### Supplied material ###
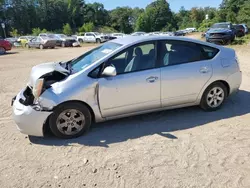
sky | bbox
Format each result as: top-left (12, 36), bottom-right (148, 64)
top-left (86, 0), bottom-right (222, 12)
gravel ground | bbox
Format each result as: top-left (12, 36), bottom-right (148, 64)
top-left (0, 41), bottom-right (250, 188)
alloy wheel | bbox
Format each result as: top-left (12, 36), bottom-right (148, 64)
top-left (56, 109), bottom-right (85, 135)
top-left (207, 87), bottom-right (225, 108)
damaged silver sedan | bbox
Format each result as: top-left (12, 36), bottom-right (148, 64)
top-left (12, 36), bottom-right (241, 138)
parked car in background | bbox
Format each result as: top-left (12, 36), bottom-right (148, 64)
top-left (0, 39), bottom-right (12, 55)
top-left (206, 22), bottom-right (236, 44)
top-left (17, 36), bottom-right (34, 47)
top-left (77, 32), bottom-right (108, 43)
top-left (54, 34), bottom-right (80, 47)
top-left (26, 36), bottom-right (56, 49)
top-left (174, 30), bottom-right (186, 36)
top-left (240, 24), bottom-right (249, 34)
top-left (12, 36), bottom-right (242, 139)
top-left (5, 37), bottom-right (18, 46)
top-left (185, 27), bottom-right (197, 33)
top-left (111, 33), bottom-right (126, 38)
top-left (233, 24), bottom-right (245, 37)
top-left (131, 32), bottom-right (146, 36)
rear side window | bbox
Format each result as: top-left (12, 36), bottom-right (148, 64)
###
What is expected | Rewrite every line of the items above, replacing "bbox" with "bounding box" and leaving everything else unchanged. Omit the pictures from your answer.

Written response |
sky | bounding box
Format each result as: top-left (12, 36), bottom-right (148, 64)
top-left (86, 0), bottom-right (222, 12)
gravel ground | bounding box
Format each result as: top-left (12, 36), bottom-right (148, 64)
top-left (0, 41), bottom-right (250, 188)
alloy wheel | bounding box
Format each result as: top-left (12, 36), bottom-right (148, 64)
top-left (56, 109), bottom-right (85, 135)
top-left (207, 87), bottom-right (225, 108)
damaged silver sedan | bounding box
Format each result as: top-left (12, 36), bottom-right (148, 64)
top-left (12, 36), bottom-right (241, 138)
parked car in background | bounding box
Format each result as: top-left (12, 36), bottom-right (148, 64)
top-left (0, 39), bottom-right (12, 55)
top-left (206, 22), bottom-right (236, 44)
top-left (17, 36), bottom-right (34, 47)
top-left (77, 32), bottom-right (108, 43)
top-left (54, 34), bottom-right (80, 47)
top-left (26, 36), bottom-right (56, 49)
top-left (174, 30), bottom-right (186, 36)
top-left (240, 24), bottom-right (249, 34)
top-left (12, 36), bottom-right (242, 139)
top-left (5, 37), bottom-right (18, 46)
top-left (185, 27), bottom-right (197, 33)
top-left (111, 33), bottom-right (126, 38)
top-left (233, 24), bottom-right (245, 37)
top-left (131, 32), bottom-right (146, 36)
rear side window | bounding box
Format each result as: top-left (12, 36), bottom-right (148, 64)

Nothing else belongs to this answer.